BRG punya target restorasi di Riau seluas 814.731 hektar hingga 2020. Berdasarkan Peraturan Presiden Nomor 1/2016, Pasal 4, capaian target itu bertahap 30% pada 2016 dan 20% tahun-tahun berikutnya. Artinya, restorasi lahan gambut tahun ini harus memenuhi target 90% atau 733.257 hektar.

“Kalau dihitung seluruh target restorasi memang benar. Tapi yang dikerjakan tidak semua karena hampir 90% area restorasi masuk konsesi baik sawit maupun hutan tanaman industri,” kata Haris.

Dari keseluruhan target restorasi, 707.385 hektar dalam kawasan budidaya berizin, baik areal pasca kebakaran 2015 maupun kubah gambut berkanal.

“Itu tanggungjawab perusahaan. Bagaimana pelaksanaan, silakan tanya ke KLHK (Kementerian Lingkungan Hidup dan Kehutanan-red). Yang jadi tanggungjawab BRG sudah hampir 90% tahun ini.”

Haris baru kembali dari Desa Lukun, Kecamatan Tebing Tinggi Timur, Kepulauan Meranti. Personil pemadaman karhutla sudah 11 hari berjibaku di sana. Luas kebakaran lebih kurang 300 hektar. Jumlah ini lebih luas dibandingkan data BPBD Riau untuk Kepulauan Meranti.

Haris bilang, lokasi itu sudah berulangkali terbakar selama tiga tahun terakhir. Ia masuk target restorasi BRG tetapi belum intervensi karena lokasi jadi pelintasan para pembalak kayu. Mereka benar-benar memastikan area itu aman dan tak terjadi perusakan sekat kenal di kemudian hari. “Kanalnya mereka buat untuk mengalirkan kayu.”

Kondisi lapangan seperti itu, katanya, masih jadi kendala, macam, perusakan sekat kanal di Desa Buruk Bakul, Kecamatan Bukit Batu, Bengkalis. Tiga sekat kanal dibuat masyarakat jebol oleh oknum perusahaan. Masalah ini diadukan ke BRG pada 7 Mei 2018 dan telah diperbaiki PT Surya Dumai, dua bulan kemudian, seperti dalam catatan Suryadi, petugas pengaduan BRG di Riau.

Selama 2018, BRG terima 11 pengaduan baik dari masyarakat maupun kelompok sipil. Selain perusakan kanal tadi, juga masalah penyerobotan lahan dan perusakan hutan oleh korporasi, abrasi di lahan gambut dan masalah kebakaran.

§ §

#### [Tugas Latihan A]
Menurut teks tentang restorasi gambut di Riau, berapa luas target restorasi BRG di Riau hingga 2020?
#### [Tugas Latihan B]
Tuliskan kembali bagian teks tentang restorasi gambut di Riau, mulai dari "Haris baru kembali" dan berakhir pada "untuk Kepulauan Meranti.".
#### [Tugas Latihan C]
Tentukan apakah setiap pernyataan berikut sesuai dengan teks tentang restorasi gambut di Riau. Jawab dengan ya atau tidak, disertai kutipan kata-kata penentu dari teks.
(i) Perusakan sekat kanal di Desa Buruk Bakul diadukan ke BRG pada 7 Mei 2018.
(ii) Selama 2018, BRG menerima 20 pengaduan.
(iii) Personel pemadaman karhutla telah berjibaku selama 11 hari di Desa Lukun.
Catatan berikut tidak diperlukan untuk pengerjaan.

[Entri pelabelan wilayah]
§ §

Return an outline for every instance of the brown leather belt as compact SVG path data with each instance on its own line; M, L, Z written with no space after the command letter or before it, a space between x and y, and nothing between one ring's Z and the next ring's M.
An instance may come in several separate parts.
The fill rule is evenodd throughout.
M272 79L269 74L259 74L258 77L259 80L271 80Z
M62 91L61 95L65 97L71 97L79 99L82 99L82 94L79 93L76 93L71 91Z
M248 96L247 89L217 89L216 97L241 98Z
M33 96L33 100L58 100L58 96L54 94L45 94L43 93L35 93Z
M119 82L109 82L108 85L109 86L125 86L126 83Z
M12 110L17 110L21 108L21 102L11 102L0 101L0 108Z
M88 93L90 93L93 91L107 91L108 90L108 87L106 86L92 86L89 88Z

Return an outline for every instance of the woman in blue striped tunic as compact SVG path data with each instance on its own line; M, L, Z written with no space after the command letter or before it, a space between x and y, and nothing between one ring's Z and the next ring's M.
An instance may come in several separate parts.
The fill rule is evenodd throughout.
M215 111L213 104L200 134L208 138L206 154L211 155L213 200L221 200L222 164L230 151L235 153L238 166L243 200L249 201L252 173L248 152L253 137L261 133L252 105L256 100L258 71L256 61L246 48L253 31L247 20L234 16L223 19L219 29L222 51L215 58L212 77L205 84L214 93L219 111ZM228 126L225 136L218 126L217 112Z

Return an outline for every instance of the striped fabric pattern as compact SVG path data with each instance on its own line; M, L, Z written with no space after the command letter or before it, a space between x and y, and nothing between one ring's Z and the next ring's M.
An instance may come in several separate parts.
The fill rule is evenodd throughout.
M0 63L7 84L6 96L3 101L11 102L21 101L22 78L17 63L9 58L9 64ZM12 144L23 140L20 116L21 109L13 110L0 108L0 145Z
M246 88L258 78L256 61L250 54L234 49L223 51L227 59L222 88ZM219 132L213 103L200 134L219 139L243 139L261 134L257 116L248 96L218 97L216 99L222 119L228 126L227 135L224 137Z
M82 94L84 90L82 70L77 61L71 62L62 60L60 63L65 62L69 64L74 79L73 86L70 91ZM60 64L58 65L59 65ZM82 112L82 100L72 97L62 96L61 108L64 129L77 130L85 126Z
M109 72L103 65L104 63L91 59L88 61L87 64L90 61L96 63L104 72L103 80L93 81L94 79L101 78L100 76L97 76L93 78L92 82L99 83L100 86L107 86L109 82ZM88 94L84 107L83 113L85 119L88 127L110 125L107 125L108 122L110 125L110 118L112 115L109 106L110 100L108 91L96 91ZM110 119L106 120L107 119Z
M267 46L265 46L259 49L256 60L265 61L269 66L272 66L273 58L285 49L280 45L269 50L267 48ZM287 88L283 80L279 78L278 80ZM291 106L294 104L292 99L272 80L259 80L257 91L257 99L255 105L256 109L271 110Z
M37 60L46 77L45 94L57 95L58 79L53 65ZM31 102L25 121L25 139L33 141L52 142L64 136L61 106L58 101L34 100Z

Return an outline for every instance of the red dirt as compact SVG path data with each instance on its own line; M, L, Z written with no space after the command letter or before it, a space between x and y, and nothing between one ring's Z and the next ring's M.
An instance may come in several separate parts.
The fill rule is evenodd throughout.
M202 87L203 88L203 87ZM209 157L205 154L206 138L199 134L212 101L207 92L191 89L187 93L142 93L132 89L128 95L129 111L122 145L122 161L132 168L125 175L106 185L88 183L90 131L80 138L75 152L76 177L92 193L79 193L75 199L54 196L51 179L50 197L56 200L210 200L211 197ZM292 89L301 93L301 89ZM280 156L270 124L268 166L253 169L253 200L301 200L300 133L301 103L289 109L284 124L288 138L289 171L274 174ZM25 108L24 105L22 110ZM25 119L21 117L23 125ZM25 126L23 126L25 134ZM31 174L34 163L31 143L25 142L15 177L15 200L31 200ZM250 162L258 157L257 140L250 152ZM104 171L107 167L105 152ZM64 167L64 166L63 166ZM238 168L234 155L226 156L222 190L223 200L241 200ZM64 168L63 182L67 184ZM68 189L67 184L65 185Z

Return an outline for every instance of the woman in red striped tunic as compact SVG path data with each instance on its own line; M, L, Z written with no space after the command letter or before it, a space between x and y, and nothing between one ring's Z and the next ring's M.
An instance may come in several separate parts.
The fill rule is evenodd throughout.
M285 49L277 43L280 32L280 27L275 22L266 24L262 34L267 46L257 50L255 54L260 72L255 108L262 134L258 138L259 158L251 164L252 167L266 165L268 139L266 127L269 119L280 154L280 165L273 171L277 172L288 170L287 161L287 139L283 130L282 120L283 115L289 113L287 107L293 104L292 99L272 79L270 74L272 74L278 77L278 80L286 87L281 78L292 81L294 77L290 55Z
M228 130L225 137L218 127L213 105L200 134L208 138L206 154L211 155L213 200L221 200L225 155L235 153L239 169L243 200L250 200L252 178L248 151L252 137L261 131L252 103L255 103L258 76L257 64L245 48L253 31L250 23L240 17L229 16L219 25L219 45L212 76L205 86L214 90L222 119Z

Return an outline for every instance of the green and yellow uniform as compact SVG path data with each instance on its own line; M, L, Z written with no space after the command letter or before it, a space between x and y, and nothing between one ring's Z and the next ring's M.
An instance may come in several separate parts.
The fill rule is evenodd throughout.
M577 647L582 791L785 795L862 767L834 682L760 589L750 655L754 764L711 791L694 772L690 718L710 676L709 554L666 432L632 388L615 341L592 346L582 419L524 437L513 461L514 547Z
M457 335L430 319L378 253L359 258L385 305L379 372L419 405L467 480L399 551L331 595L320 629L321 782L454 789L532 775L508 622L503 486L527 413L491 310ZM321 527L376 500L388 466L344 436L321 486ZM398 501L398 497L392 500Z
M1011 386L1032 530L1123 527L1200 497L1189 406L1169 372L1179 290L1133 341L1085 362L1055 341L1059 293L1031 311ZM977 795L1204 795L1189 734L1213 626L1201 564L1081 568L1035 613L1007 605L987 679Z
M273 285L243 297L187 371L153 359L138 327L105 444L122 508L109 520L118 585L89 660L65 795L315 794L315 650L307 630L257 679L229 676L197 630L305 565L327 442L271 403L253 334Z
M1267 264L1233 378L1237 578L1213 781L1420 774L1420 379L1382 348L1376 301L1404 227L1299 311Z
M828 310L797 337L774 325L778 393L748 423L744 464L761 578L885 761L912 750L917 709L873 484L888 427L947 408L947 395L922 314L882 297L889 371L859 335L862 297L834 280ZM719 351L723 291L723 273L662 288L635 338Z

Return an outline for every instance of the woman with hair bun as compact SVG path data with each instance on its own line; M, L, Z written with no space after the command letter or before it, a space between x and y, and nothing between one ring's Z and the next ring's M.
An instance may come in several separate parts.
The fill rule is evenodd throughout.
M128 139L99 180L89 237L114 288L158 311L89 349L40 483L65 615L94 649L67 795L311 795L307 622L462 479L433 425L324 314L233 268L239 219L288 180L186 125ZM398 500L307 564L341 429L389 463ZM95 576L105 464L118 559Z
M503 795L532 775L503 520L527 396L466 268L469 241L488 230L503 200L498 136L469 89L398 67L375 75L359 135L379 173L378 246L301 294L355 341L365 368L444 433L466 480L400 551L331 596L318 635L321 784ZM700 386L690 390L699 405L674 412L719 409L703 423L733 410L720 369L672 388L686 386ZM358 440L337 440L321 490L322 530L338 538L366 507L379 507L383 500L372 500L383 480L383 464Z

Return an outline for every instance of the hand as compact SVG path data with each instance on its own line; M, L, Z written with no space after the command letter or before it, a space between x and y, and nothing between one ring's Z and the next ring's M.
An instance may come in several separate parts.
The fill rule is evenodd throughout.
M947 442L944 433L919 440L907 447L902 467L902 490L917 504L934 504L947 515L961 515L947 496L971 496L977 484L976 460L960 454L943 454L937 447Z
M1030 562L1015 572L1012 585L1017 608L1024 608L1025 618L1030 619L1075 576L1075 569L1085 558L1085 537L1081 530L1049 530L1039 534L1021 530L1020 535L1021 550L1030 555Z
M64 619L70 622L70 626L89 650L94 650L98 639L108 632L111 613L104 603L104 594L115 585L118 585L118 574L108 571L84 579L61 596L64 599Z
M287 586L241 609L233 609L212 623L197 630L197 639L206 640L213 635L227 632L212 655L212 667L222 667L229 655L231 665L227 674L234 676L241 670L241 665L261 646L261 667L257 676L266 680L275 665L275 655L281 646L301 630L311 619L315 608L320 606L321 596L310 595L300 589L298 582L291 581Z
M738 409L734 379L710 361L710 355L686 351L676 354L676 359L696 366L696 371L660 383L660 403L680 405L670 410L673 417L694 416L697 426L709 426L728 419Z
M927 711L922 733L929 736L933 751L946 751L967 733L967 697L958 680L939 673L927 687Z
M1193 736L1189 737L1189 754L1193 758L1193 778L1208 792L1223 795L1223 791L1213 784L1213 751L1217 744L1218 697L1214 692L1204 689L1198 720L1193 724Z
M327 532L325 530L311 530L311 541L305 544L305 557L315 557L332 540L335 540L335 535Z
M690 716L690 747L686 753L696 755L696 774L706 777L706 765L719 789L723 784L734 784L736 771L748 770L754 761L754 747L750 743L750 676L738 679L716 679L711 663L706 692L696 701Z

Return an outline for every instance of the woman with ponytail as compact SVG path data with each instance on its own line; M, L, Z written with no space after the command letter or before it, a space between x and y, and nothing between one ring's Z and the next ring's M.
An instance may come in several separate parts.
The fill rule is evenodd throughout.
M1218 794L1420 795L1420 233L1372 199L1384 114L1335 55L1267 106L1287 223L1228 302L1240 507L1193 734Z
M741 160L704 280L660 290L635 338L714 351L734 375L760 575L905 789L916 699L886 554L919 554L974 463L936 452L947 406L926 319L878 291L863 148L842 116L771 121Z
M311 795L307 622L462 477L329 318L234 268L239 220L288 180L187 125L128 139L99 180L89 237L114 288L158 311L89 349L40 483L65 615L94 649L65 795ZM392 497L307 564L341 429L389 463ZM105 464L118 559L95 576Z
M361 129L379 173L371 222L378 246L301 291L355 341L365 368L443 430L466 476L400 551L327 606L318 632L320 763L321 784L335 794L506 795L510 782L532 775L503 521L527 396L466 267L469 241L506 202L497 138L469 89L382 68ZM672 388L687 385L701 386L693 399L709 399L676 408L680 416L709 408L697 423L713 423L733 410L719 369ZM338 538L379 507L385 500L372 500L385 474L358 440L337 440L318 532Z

§ §

#### [Hasil A]
814.731 hektar.

#### [Hasil B]
Haris baru kembali dari Desa Lukun, Kecamatan Tebing Tinggi Timur, Kepulauan Meranti. Personil pemadaman karhutla sudah 11 hari berjibaku di sana. Luas kebakaran lebih kurang 300 hektar. Jumlah ini lebih luas dibandingkan data BPBD Riau untuk Kepulauan Meranti.

#### [Hasil C]
(i) Ya. "Masalah ini diadukan ke BRG pada 7 Mei 2018"
(ii) Tidak. "Selama 2018, BRG terima 11 pengaduan"
(iii) Ya. "Personil pemadaman karhutla sudah 11 hari berjibaku di sana."